▶ **Requirement**: Can you copy out, word for word, the lines starting with the one that contains "Target = shrub" and running through the last line?
[Start Provided entries]
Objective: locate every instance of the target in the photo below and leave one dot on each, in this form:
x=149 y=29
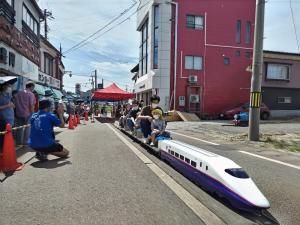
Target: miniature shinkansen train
x=214 y=173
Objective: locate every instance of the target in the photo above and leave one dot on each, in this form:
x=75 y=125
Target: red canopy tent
x=112 y=93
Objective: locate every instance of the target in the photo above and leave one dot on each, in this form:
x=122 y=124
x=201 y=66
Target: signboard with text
x=50 y=81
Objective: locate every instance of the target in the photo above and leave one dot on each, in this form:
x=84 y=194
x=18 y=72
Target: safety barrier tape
x=15 y=128
x=255 y=100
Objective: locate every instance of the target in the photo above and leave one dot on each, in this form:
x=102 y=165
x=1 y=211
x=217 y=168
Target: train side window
x=238 y=173
x=194 y=164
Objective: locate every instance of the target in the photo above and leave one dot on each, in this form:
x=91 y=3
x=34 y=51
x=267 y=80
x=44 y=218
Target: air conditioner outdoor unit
x=194 y=98
x=193 y=79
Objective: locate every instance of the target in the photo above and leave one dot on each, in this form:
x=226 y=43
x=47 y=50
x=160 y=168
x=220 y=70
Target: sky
x=116 y=52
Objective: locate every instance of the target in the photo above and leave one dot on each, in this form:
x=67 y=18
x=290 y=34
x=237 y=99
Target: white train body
x=214 y=172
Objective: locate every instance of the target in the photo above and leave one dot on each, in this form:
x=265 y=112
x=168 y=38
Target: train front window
x=238 y=173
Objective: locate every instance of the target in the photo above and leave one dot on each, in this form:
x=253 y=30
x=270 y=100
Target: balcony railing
x=30 y=34
x=7 y=11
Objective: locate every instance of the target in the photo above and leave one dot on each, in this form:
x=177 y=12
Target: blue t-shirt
x=6 y=114
x=42 y=133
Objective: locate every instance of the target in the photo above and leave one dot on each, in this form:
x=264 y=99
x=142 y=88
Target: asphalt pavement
x=105 y=182
x=102 y=182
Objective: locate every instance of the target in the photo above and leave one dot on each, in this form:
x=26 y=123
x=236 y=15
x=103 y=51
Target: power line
x=118 y=24
x=101 y=29
x=295 y=29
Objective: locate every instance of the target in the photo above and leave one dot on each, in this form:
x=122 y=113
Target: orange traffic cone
x=93 y=118
x=86 y=116
x=78 y=119
x=75 y=121
x=8 y=161
x=71 y=124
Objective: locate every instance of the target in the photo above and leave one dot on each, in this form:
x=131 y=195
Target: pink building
x=205 y=45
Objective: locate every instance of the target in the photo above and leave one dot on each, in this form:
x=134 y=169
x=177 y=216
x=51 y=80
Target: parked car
x=229 y=114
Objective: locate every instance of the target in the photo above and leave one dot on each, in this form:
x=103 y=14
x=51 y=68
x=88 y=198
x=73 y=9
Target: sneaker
x=41 y=156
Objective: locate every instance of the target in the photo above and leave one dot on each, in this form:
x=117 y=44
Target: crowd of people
x=35 y=118
x=149 y=120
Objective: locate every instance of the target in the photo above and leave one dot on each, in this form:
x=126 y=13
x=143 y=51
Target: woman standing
x=6 y=106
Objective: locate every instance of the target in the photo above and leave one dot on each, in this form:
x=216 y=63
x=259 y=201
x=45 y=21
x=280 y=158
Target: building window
x=277 y=71
x=12 y=59
x=30 y=21
x=284 y=100
x=248 y=32
x=238 y=32
x=248 y=54
x=156 y=37
x=10 y=2
x=48 y=64
x=144 y=49
x=193 y=63
x=3 y=55
x=226 y=61
x=195 y=22
x=194 y=164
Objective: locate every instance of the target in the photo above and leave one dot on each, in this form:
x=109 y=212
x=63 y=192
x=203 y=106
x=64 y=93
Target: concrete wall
x=222 y=86
x=156 y=80
x=294 y=74
x=19 y=12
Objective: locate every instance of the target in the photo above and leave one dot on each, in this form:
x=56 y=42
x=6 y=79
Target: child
x=158 y=125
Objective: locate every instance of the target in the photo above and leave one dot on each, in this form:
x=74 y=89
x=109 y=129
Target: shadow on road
x=51 y=164
x=105 y=119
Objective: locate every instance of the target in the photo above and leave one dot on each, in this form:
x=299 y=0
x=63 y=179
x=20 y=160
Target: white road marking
x=271 y=160
x=208 y=217
x=198 y=139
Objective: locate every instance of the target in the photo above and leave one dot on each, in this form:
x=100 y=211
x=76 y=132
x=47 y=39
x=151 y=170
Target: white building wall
x=19 y=12
x=157 y=80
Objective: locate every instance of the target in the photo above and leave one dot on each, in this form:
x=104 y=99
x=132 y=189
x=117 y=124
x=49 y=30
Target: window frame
x=155 y=36
x=11 y=59
x=248 y=35
x=48 y=64
x=238 y=32
x=144 y=48
x=267 y=64
x=29 y=20
x=285 y=102
x=193 y=59
x=3 y=55
x=193 y=25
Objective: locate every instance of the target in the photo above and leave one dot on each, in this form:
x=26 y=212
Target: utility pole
x=255 y=97
x=47 y=14
x=96 y=81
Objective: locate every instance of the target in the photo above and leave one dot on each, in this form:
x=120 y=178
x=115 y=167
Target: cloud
x=116 y=52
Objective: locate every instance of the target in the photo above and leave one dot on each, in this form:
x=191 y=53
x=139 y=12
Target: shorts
x=56 y=147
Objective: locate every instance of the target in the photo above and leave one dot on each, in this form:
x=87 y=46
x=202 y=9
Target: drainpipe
x=176 y=47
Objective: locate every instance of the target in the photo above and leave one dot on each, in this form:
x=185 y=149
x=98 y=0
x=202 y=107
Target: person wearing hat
x=49 y=96
x=25 y=102
x=6 y=105
x=41 y=137
x=146 y=117
x=158 y=125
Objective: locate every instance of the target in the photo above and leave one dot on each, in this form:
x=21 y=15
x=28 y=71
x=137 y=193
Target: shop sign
x=48 y=80
x=29 y=70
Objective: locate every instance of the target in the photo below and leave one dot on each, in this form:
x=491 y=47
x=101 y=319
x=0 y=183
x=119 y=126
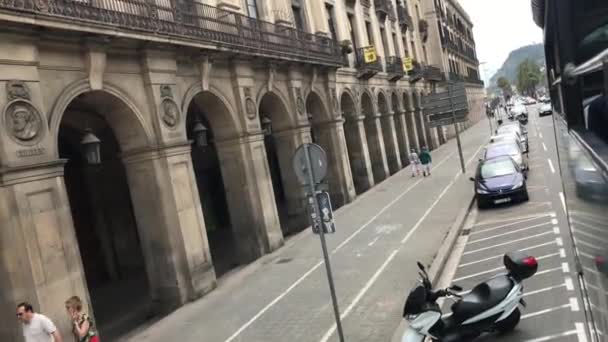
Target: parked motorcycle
x=492 y=306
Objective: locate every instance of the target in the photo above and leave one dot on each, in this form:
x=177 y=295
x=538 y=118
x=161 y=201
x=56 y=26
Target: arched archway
x=328 y=133
x=375 y=143
x=401 y=129
x=280 y=145
x=420 y=130
x=212 y=170
x=356 y=143
x=108 y=223
x=389 y=134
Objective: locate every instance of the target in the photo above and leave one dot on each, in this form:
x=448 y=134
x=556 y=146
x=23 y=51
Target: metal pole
x=317 y=219
x=456 y=128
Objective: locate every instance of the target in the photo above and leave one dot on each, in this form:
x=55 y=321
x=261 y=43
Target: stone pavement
x=284 y=296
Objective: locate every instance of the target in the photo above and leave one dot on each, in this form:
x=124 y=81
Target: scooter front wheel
x=508 y=323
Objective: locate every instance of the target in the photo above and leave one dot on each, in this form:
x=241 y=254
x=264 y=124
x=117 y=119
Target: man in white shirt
x=36 y=327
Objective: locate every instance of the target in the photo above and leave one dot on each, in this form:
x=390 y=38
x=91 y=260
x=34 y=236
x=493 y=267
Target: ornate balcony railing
x=367 y=67
x=416 y=73
x=384 y=8
x=182 y=22
x=433 y=73
x=405 y=19
x=394 y=68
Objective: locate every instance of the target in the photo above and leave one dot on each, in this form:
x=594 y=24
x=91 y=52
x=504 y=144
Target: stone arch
x=275 y=102
x=123 y=116
x=226 y=123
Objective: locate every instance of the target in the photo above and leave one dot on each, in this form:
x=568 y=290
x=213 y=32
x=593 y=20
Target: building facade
x=146 y=147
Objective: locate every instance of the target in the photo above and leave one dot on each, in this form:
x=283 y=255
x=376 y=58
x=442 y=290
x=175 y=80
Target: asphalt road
x=284 y=296
x=538 y=227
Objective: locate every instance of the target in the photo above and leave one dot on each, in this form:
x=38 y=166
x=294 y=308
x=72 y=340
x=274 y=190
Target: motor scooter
x=492 y=306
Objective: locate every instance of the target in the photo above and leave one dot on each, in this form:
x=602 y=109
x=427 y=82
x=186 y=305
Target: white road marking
x=569 y=284
x=580 y=332
x=563 y=199
x=553 y=337
x=506 y=243
x=360 y=295
x=551 y=165
x=542 y=312
x=509 y=232
x=501 y=255
x=373 y=241
x=271 y=304
x=426 y=213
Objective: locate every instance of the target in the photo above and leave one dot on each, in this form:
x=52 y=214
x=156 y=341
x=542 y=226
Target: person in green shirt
x=426 y=160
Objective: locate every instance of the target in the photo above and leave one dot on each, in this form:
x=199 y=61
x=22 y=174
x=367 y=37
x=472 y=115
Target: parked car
x=519 y=130
x=545 y=109
x=499 y=180
x=510 y=149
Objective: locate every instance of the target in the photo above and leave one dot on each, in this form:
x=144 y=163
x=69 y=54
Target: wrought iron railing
x=405 y=19
x=394 y=68
x=191 y=21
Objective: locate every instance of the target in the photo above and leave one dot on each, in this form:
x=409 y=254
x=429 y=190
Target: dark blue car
x=499 y=180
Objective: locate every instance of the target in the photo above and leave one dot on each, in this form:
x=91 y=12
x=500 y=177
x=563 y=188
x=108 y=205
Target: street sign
x=326 y=211
x=318 y=161
x=369 y=54
x=408 y=64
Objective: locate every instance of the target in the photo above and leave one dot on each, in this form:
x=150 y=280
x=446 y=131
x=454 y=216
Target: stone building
x=146 y=146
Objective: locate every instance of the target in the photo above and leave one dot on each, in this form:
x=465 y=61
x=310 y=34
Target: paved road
x=285 y=297
x=539 y=227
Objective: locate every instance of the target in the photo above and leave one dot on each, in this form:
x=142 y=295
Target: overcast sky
x=500 y=26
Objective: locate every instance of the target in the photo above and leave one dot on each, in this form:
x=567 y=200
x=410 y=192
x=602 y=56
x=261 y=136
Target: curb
x=441 y=257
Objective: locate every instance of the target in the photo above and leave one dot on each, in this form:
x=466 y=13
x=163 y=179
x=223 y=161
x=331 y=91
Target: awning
x=538 y=12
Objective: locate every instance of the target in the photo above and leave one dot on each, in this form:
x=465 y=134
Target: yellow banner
x=369 y=54
x=408 y=64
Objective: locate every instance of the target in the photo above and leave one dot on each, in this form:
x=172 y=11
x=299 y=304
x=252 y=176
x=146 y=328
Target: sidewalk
x=284 y=296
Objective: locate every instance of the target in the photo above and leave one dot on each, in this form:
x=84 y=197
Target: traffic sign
x=318 y=162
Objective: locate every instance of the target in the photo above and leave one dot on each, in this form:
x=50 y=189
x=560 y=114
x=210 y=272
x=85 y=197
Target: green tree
x=504 y=85
x=529 y=77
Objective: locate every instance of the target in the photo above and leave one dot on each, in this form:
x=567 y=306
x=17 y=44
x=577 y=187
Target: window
x=252 y=9
x=330 y=21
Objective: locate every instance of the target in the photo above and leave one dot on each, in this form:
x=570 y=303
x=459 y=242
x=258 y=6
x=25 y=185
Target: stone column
x=402 y=137
x=330 y=135
x=250 y=197
x=391 y=143
x=376 y=148
x=360 y=162
x=39 y=255
x=286 y=143
x=171 y=225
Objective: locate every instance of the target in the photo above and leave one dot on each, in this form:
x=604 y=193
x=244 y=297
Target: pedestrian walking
x=415 y=161
x=36 y=327
x=426 y=160
x=82 y=324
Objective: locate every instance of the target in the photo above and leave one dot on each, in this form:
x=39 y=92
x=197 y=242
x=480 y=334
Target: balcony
x=394 y=68
x=384 y=8
x=368 y=63
x=405 y=20
x=416 y=73
x=433 y=73
x=182 y=23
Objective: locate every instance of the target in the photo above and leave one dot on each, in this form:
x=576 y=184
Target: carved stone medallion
x=17 y=90
x=170 y=113
x=23 y=122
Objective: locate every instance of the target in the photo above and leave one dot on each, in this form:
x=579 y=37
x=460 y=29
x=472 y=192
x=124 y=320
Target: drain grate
x=283 y=260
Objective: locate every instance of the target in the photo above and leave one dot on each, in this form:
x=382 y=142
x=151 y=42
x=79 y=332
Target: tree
x=504 y=85
x=529 y=77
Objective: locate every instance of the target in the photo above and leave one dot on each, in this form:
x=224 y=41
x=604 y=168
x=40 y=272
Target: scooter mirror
x=456 y=288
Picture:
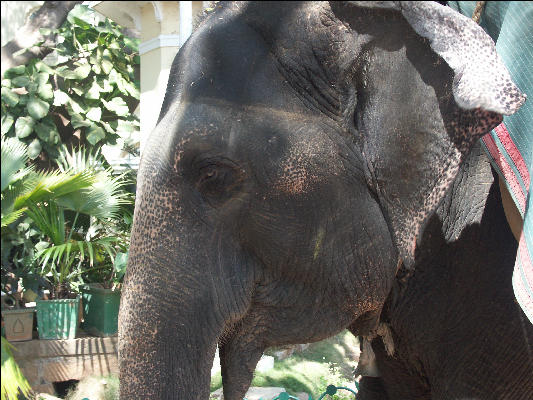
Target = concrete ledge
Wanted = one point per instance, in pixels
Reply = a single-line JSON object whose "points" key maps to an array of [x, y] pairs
{"points": [[46, 361]]}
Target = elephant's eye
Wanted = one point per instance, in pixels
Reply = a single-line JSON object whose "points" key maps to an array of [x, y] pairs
{"points": [[218, 181]]}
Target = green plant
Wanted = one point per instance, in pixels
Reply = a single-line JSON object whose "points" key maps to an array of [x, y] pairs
{"points": [[76, 249], [13, 381], [84, 93], [71, 209], [21, 186]]}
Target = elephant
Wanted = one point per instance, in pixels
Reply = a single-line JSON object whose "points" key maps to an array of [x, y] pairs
{"points": [[316, 167]]}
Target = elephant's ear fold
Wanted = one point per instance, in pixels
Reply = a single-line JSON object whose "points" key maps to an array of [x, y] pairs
{"points": [[413, 158], [480, 78]]}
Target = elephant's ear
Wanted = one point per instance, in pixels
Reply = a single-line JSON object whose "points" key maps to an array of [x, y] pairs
{"points": [[481, 80], [417, 116]]}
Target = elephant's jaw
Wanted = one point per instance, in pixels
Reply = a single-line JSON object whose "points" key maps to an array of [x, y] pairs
{"points": [[238, 360]]}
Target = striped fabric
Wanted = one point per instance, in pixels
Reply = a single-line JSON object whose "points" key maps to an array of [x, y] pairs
{"points": [[510, 145]]}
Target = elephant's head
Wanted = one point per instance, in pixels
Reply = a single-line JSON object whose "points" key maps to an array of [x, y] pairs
{"points": [[300, 149]]}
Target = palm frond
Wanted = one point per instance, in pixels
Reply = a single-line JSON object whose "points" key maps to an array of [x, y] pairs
{"points": [[66, 252], [105, 197], [14, 158], [50, 219], [12, 216], [44, 186]]}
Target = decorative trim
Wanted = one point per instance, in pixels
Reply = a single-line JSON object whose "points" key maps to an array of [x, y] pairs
{"points": [[159, 41], [157, 10]]}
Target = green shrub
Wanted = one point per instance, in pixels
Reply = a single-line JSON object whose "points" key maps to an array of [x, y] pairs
{"points": [[84, 94]]}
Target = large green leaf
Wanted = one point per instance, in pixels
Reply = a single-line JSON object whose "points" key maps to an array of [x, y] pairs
{"points": [[79, 121], [34, 149], [42, 67], [79, 73], [7, 123], [37, 108], [14, 158], [94, 114], [42, 78], [104, 197], [20, 81], [60, 98], [47, 131], [94, 134], [75, 107], [117, 105], [94, 91], [44, 186], [9, 97], [18, 70], [24, 126]]}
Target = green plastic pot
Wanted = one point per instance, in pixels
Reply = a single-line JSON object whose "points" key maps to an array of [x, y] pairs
{"points": [[100, 310], [18, 324], [58, 319]]}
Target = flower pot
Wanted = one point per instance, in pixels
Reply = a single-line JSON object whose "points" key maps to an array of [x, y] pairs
{"points": [[58, 319], [18, 324], [100, 310]]}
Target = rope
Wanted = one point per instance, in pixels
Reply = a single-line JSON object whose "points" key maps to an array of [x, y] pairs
{"points": [[476, 16]]}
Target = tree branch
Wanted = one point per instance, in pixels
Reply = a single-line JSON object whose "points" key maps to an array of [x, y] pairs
{"points": [[51, 15]]}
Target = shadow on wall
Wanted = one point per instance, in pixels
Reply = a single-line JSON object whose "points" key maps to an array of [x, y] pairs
{"points": [[14, 15]]}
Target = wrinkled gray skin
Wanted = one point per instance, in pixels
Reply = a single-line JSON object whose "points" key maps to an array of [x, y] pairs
{"points": [[301, 149]]}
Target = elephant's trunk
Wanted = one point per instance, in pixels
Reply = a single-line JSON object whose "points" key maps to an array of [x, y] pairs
{"points": [[184, 286], [166, 352]]}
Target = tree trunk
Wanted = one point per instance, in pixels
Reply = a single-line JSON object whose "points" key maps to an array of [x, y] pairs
{"points": [[51, 15]]}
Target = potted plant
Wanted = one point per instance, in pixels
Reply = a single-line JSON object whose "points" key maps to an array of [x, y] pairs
{"points": [[22, 190], [101, 300], [18, 320], [81, 246], [64, 216]]}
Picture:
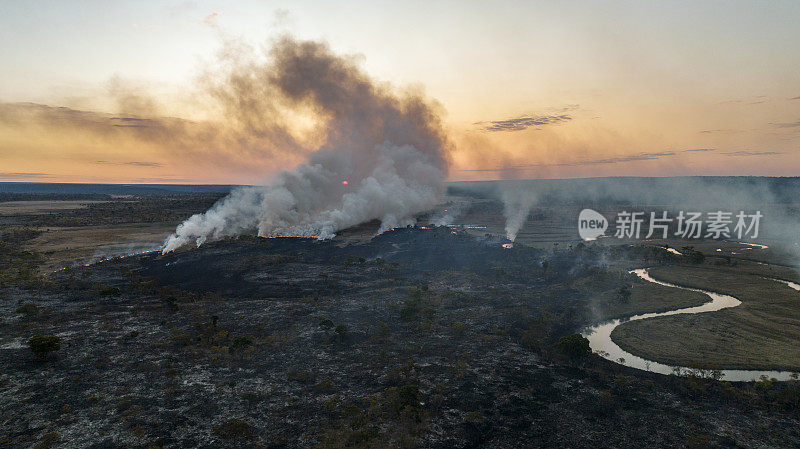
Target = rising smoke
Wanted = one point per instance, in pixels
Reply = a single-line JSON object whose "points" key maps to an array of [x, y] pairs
{"points": [[383, 155]]}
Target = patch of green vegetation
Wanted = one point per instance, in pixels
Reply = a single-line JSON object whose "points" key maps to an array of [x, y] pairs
{"points": [[761, 333]]}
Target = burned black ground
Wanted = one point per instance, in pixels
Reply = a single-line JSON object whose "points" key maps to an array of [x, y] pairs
{"points": [[419, 338]]}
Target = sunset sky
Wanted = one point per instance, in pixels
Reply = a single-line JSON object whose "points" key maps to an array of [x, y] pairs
{"points": [[527, 89]]}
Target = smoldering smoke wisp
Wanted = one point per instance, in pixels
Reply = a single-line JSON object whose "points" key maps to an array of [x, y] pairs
{"points": [[383, 155], [517, 204]]}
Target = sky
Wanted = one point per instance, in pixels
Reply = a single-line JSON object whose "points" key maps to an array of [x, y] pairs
{"points": [[525, 89]]}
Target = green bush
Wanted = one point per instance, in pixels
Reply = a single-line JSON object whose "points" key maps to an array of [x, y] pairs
{"points": [[41, 345]]}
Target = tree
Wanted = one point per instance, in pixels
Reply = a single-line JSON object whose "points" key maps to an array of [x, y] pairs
{"points": [[624, 294]]}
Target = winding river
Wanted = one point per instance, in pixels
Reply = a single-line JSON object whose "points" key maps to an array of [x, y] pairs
{"points": [[599, 336]]}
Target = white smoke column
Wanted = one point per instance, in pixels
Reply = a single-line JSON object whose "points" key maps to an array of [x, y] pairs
{"points": [[453, 210], [517, 204], [389, 148]]}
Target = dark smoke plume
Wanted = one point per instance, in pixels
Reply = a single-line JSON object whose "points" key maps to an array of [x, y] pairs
{"points": [[383, 154]]}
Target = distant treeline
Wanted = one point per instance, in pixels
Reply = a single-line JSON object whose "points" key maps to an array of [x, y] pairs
{"points": [[109, 189], [52, 196], [165, 208]]}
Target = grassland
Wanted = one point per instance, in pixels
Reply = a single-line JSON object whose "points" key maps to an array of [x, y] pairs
{"points": [[762, 333]]}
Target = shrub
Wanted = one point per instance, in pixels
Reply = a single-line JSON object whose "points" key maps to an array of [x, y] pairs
{"points": [[41, 345], [240, 344]]}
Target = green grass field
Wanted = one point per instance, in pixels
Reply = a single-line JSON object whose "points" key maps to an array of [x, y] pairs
{"points": [[762, 333]]}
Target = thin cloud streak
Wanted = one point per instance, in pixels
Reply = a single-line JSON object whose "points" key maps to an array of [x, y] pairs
[End Provided entries]
▶ **Result**:
Target = shrub
Wanted = one point per instance, in pixels
Reply = a single-line JSON object whose "points" key maps to an array of [x, y] pairs
{"points": [[41, 345], [240, 344]]}
Target = green grass field
Wanted = one point per instance, in pixels
Reply = a single-line JSON object whose "points" key maps to an array of [x, y] pairs
{"points": [[762, 333]]}
Target = thin cloud streak
Wanted = one point per instance, in pixels
Reply = a single-line JSON object whose "points" key maps to an array of [x, y] pairs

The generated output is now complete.